--- start of Input material ---

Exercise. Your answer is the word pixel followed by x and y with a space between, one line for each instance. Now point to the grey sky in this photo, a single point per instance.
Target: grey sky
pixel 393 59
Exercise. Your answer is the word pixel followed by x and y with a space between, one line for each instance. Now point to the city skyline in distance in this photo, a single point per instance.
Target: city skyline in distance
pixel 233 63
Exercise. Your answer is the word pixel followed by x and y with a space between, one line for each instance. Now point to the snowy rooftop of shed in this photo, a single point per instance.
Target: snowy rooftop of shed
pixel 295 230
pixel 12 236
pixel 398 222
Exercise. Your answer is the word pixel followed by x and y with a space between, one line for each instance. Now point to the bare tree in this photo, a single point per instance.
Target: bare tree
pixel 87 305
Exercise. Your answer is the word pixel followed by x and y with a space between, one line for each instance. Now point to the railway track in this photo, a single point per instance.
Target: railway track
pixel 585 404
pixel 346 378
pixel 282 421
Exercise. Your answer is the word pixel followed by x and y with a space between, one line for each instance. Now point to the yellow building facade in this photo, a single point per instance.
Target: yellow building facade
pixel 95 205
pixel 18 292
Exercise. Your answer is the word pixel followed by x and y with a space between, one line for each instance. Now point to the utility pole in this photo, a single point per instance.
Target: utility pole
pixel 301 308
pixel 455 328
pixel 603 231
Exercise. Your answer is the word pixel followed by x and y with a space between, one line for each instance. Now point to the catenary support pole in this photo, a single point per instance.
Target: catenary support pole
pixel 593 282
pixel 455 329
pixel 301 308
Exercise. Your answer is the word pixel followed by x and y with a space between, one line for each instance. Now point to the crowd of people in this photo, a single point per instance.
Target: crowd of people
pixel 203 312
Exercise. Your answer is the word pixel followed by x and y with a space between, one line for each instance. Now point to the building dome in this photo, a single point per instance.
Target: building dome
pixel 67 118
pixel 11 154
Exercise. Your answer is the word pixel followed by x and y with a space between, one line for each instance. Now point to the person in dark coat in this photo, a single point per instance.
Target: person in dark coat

--- end of Input material ---

- Set problem
Can you convert the lines of the material above into a JSON list of strings, starting with the line with "to the yellow" and going on through the line with "pixel 603 231", both included? Use one string per line and leave out blank lines.

- Exercise result
[
  "Exercise. Your answer is the word pixel followed by x and y with a space between, one line for each instance. Now point to the yellow building facade in this photo, a single point per instance.",
  "Target: yellow building facade",
  "pixel 95 205",
  "pixel 18 292",
  "Exercise. Your answer is the word pixel followed by x and y with a space between, one line for each instance. Now point to the utility pole in this photo, a single point per instance.",
  "Target: utility pole",
  "pixel 301 308",
  "pixel 455 328",
  "pixel 603 231"
]